### Document passage
----
As a veteran Hanna-Barbera animator, Canadian cartoonist Danny Antonucci was bothered by the idea that animation was only for children, prompting him to produce edgy adult works such as Lupo the Butcher and The Brothers Grunt. Antonucci was later dared to produce a children's cartoon and accepted the challenge. Antonucci drew the Eds while designing a commercial. After spending months designing the show, he then faxed a one-page concept sheet to Cartoon Network and Nickelodeon in 1996. Both responded quickly with high interest but Nickelodeon demanded creative control, to which Antonucci refused. After Cartoon Network agreed to let Antonucci have creative control, a deal was made that his studio, a.k.a. Cartoon, would produce the series. Entering production in 1997, Ed, Edd n Eddy became Cartoon Network's first original production by a company other than Hanna-Barbera, as well as the first to bypass a seven-minute short.

An advocate of hand-drawn animation, Antonucci wanted Ed, Edd n Eddys animation to be akin to cartoons from the 1940s to the 1970s. Being the last series to use cel animation, a.k.a. Cartoon shipped cels to Korea for initial animation. After arriving from Korea, animators ran the negatives through digital noise reduction (DVNR), a technology used to digitally clean up dirt and grain as film is transferred to tape. Antonucci referred to this as "a necessary evil" because it damaged the animation. Upon seeing the harmful effects on the pilot, he minimized DVNR to purify colors and avoid affecting the image as much as possible.

Directed by Antonucci, the episodes were co-written by Jono Howard and Mike Kubat. Both episodes were storyboarded by Scott Underwood, Leah Waldron, James Wootton and Bill Zeats. The score was composed by Patric Caird, who went on to compose the music for the rest of the series. Due to minor post-production delays, the series premiere, first scheduled for November 7, 1998, was delayed until November 16 before finally airing on January 4, 1999. The pilot was released as part of Ed, Edd n Eddy: The Complete First Season DVD on October 10, 2006, which can be purchased on Amazon.com and the Cartoon Network Shop. It is also available for purchase on the iTunes Store, where it can be bought separately, or as a part of season 1.

==Reception==
Ed, Edd n Eddy was one of Cartoon Network's top-rated shows ever since its premiere, particularly with boys. While Ed, Edd n Eddy went on to garner largely positive reviews, the pilot was met with mixed reactions. Some reviewers were unenthusiastic about the episode. The Hollywood Reporter said the animation was "primitive" and "simplistic" and could "only be described as ugly." He further criticized the characters as "grim and toothy" and the voice work as "glowering". The Times-Picayune wrote: "the funniest thing about Ed, Edd and Eddy is the title." Terrence Briggs of Animation World Magazine wrote a scathing review, considering Ed, Edd n Eddy the worst Cartoon Network show up to that point and criticising the episodes as "empty adventures" of pure "filler" with characters that were "products from the school of acid-trip caricature".
----
Stored items:
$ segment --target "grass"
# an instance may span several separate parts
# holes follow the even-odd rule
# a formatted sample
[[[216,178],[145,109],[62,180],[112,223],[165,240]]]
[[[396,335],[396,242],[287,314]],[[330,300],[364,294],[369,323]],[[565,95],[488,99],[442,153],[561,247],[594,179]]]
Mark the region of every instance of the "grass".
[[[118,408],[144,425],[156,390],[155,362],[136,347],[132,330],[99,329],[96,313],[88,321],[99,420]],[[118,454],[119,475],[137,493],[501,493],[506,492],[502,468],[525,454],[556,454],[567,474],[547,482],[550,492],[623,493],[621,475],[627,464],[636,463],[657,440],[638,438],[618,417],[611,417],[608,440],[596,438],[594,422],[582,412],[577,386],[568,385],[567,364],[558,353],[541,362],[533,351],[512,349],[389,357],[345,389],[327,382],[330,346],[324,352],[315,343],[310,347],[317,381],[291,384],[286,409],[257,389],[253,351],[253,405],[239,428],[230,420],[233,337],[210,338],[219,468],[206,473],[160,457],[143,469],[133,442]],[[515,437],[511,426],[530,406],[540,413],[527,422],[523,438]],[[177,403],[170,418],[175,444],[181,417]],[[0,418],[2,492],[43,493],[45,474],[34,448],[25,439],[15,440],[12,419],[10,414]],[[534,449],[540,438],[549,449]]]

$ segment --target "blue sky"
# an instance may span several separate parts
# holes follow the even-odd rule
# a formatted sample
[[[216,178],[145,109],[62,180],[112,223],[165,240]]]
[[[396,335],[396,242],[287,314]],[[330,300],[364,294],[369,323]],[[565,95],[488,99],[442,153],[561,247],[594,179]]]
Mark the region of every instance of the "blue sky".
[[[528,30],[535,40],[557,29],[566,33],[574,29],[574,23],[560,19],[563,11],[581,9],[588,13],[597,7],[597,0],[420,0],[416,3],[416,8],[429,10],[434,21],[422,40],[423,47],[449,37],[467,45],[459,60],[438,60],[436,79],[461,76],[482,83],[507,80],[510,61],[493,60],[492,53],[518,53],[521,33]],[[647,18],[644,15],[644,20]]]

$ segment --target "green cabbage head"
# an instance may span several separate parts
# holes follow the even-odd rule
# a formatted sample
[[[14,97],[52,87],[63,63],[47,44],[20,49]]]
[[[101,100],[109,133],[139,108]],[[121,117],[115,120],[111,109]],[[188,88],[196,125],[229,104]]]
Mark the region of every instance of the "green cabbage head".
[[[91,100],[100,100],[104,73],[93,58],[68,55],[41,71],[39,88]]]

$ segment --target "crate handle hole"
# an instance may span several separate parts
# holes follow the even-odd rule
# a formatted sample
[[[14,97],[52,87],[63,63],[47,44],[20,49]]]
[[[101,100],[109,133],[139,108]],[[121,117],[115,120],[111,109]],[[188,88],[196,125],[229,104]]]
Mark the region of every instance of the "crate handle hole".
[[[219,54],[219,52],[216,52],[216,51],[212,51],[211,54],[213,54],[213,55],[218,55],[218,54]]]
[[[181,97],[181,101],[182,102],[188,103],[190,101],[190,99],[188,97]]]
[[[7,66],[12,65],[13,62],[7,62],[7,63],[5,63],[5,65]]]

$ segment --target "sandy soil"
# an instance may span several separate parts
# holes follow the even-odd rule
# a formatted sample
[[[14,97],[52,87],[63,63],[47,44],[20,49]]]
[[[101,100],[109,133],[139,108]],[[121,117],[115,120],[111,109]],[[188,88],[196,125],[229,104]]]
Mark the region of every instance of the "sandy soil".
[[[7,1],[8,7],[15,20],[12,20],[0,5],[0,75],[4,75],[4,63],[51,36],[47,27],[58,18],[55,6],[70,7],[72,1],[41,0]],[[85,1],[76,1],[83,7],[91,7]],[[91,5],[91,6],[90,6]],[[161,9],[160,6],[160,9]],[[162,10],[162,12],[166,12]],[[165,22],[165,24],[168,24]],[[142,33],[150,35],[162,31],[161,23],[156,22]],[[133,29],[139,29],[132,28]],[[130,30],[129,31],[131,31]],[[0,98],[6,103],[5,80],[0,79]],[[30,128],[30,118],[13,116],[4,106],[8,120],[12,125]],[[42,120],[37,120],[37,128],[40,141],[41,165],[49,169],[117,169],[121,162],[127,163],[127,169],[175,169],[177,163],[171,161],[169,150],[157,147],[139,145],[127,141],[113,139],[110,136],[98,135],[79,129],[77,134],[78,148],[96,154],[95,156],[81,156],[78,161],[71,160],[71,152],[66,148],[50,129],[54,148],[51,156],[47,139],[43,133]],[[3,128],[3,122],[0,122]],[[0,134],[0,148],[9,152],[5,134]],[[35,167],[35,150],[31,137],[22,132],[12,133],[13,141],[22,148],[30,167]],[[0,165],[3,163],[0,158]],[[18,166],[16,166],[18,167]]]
----
### Task item A
Write out part of the Ed, Edd n Eddy passage word for word. Begin at the words "Directed by Antonucci, the" and stop after the words "of season 1.".
### Task item B
Answer these questions from the Ed, Edd n Eddy passage, one answer per line:
(i) In what year did Antonucci fax the one-page concept sheet?
(ii) Who composed the score?
(iii) To what country were the cels shipped for initial animation?
### Task item C
According to the Ed, Edd n Eddy passage, why did Antonucci minimize the use of digital noise reduction? Answer in one to three sentences.

### Written response A
Directed by Antonucci, the episodes were co-written by Jono Howard and Mike Kubat. Both episodes were storyboarded by Scott Underwood, Leah Waldron, James Wootton and Bill Zeats. The score was composed by Patric Caird, who went on to compose the music for the rest of the series. Due to minor post-production delays, the series premiere, first scheduled for November 7, 1998, was delayed until November 16 before finally airing on January 4, 1999. The pilot was released as part of Ed, Edd n Eddy: The Complete First Season DVD on October 10, 2006, which can be purchased on Amazon.com and the Cartoon Network Shop. It is also available for purchase on the iTunes Store, where it can be bought separately, or as a part of season 1.

### Written response B
(i) 1996
(ii) Patric Caird
(iii) Korea

### Written response C
Antonucci considered digital noise reduction "a necessary evil" because it damaged the animation. After he saw its harmful effects on the pilot, he limited it to purifying colors so it would affect the image as little as possible.